(Records from a collection)

--- Begin ---

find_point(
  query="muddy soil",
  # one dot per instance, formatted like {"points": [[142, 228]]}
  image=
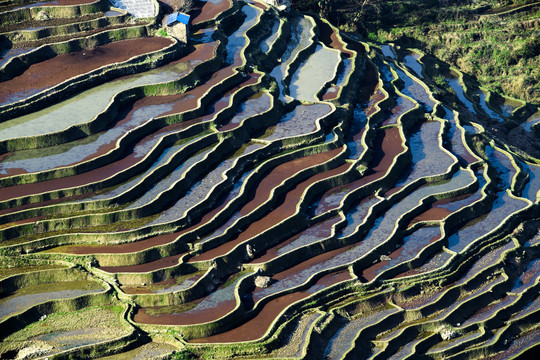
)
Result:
{"points": [[48, 73]]}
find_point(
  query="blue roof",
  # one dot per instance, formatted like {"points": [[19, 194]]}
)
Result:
{"points": [[177, 16]]}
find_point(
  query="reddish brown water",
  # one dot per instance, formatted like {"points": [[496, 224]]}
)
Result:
{"points": [[147, 267], [209, 10], [389, 141], [285, 210], [53, 71]]}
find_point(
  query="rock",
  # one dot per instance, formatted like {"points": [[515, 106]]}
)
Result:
{"points": [[263, 281], [42, 15]]}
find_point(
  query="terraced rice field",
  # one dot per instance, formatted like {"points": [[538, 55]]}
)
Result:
{"points": [[273, 189]]}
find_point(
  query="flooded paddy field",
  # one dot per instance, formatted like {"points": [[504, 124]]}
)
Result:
{"points": [[201, 207]]}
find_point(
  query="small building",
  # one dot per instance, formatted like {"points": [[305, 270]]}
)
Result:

--- End ---

### SHORT TASK
Set each line of the records down exactly, leaving every picture out.

### SOLUTION TO THE PROBLEM
find_point(
  query="muddy soil",
  # one dot per instance, formatted like {"points": [[142, 228]]}
  image=
)
Result:
{"points": [[48, 73]]}
find_point(
  query="blue roof",
  # one dot per instance, formatted like {"points": [[19, 194]]}
)
Result:
{"points": [[177, 16]]}
find_point(
  query="reddish brown water",
  # one dot per instance, formatted like {"points": [[496, 224]]}
)
Result:
{"points": [[147, 267], [209, 10], [389, 141], [285, 210], [53, 71]]}
find_point(
  query="rock",
  # one dot per instance, formatted like {"points": [[515, 106]]}
)
Result:
{"points": [[263, 281], [42, 15]]}
find_point(
  query="terraced rice field",
  # one dot per instance, formatted like {"points": [[538, 55]]}
)
Result:
{"points": [[273, 189]]}
find_point(
  query="flooded paddy field",
  # one dot per instance, formatted like {"points": [[504, 124]]}
)
Result:
{"points": [[201, 207]]}
find_point(
  query="small building",
  # one dot per instance, formatted like {"points": [[305, 270]]}
)
Result:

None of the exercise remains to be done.